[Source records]
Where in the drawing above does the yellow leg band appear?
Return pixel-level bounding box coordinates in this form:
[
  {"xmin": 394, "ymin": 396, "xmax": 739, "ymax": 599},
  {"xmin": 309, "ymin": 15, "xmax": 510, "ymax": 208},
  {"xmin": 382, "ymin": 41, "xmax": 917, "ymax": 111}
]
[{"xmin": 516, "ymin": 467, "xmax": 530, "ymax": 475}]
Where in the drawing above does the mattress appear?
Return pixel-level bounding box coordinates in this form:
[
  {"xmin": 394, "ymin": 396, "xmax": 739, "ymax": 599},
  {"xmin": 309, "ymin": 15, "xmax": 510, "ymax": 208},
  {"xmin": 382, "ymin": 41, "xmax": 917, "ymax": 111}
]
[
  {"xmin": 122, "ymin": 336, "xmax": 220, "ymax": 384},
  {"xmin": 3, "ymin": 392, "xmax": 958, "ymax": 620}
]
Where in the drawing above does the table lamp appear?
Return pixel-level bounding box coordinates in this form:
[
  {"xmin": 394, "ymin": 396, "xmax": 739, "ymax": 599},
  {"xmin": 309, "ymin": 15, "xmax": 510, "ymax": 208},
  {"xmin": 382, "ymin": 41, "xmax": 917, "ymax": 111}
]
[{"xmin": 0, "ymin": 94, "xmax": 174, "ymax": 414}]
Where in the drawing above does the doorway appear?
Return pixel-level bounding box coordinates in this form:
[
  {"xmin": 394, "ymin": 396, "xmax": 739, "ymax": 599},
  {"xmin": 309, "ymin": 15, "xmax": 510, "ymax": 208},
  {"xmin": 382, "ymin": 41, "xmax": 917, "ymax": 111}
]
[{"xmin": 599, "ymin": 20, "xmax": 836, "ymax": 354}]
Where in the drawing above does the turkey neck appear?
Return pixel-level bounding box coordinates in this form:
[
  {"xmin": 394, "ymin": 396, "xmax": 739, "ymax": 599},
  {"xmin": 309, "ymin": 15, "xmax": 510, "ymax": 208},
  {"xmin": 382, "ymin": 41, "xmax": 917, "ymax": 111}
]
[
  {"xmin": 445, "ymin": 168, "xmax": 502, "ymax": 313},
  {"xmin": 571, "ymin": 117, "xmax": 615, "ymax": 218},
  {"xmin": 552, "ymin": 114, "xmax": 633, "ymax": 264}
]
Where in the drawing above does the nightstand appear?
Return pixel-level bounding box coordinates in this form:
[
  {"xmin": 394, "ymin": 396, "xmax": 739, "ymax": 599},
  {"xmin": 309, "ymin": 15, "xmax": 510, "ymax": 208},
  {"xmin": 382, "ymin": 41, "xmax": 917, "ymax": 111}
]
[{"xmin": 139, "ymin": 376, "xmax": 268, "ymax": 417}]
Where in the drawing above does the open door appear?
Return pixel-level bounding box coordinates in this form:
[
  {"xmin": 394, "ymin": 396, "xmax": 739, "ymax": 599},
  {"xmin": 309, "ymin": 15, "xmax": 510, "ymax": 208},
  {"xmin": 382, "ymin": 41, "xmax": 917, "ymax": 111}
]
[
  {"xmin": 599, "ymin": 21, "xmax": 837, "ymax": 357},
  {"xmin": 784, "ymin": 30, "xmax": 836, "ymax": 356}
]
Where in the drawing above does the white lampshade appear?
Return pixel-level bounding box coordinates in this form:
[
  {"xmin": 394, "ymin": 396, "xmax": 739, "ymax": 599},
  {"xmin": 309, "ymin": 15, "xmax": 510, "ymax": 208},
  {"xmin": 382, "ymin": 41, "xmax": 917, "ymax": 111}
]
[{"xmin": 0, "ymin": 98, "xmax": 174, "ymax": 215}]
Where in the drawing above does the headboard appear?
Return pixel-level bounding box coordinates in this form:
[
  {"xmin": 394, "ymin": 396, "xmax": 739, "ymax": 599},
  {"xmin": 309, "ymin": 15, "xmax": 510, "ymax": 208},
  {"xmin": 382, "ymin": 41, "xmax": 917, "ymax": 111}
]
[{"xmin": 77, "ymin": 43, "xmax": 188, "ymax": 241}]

● Task to carry out
In the entries above, find every line holding the word "does" and copy it out.

● Answer section
Where in the drawing above does the yellow leg band appear?
Where in the drawing above does the mattress appear?
Where in the drawing above does the table lamp appear?
Where in the drawing above does the doorway appear?
Where in the drawing above does the turkey neck appear?
Where in the drawing above does the nightstand appear?
Where in the drawing above does the open door appear?
Where in the drawing above does the white lampshade appear?
Where in the drawing above does the headboard appear?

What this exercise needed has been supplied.